begin
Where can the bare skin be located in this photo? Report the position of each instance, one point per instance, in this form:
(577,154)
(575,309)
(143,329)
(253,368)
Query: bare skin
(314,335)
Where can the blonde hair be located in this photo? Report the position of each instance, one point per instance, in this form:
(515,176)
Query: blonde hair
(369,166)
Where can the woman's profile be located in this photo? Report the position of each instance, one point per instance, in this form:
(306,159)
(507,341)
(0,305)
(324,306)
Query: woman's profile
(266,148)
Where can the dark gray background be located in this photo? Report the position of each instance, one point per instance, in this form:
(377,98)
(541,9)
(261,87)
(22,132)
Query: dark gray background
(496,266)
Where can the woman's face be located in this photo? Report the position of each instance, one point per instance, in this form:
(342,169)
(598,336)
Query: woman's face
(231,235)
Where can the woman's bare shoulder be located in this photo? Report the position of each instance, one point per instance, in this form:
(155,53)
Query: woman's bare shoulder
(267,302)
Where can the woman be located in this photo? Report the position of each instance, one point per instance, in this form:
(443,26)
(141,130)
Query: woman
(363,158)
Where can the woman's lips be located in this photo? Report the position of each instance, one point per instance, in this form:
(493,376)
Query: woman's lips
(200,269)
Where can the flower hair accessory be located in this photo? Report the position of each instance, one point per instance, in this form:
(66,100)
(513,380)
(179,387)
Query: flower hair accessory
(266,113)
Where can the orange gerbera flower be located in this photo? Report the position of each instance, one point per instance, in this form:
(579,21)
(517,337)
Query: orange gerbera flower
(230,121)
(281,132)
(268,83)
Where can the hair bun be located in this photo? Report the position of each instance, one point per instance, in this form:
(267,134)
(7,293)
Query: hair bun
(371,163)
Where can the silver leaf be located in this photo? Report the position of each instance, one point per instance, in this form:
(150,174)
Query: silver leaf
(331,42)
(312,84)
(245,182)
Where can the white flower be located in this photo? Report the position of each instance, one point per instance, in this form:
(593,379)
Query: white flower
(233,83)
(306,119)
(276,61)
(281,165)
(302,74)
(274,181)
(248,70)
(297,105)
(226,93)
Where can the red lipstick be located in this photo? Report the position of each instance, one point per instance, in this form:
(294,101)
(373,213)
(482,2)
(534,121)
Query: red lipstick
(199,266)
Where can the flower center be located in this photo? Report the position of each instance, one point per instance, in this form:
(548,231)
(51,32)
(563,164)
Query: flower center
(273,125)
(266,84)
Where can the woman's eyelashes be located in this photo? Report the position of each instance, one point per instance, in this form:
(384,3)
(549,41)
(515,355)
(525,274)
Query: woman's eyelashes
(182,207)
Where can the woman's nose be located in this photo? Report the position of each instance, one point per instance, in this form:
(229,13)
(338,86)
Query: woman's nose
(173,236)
end
Retype the records above word for word, starting with the line that contains "Where can the orange" and going on through the last line of the records.

Result below>
Where can the orange gerbera flower be located in this photo? Report the position of each instance, one point per instance, in this form:
(579,21)
(517,337)
Query: orange gerbera flower
(230,121)
(281,132)
(268,83)
Where can the hair bun be located in this photo? Report the position of each instance, one point per instance, in this form:
(267,134)
(7,293)
Query: hair bun
(371,163)
Where can the silver leaf be located in this photo? Report the position of each instance, one point per instance, in this form:
(150,174)
Query: silver leaf
(331,42)
(312,84)
(245,182)
Where can the white flower be located in this photo? Report the position of each instance, one point per instance, in this form:
(593,379)
Query: white flower
(233,83)
(306,119)
(276,61)
(281,165)
(302,74)
(274,181)
(248,70)
(297,105)
(226,93)
Where can the red lipstick be located in this photo? Report the position of each instance, one point per instance, in this form:
(294,101)
(373,213)
(482,2)
(534,121)
Query: red lipstick
(199,266)
Where can the flower center be located in this photo? Report the position of each instance, one point per instance, in this form:
(548,231)
(51,32)
(563,164)
Query: flower center
(273,125)
(266,84)
Where can the woman's eyelashes be located in this photo? Report the position of each instance, one point per instance, in this form:
(384,3)
(549,41)
(515,355)
(525,274)
Query: woman's eyelashes
(182,207)
Where can the woman's nose be located in this photo? Report the position of each instance, one point per instance, in this form:
(229,13)
(338,86)
Query: woman's nose
(173,236)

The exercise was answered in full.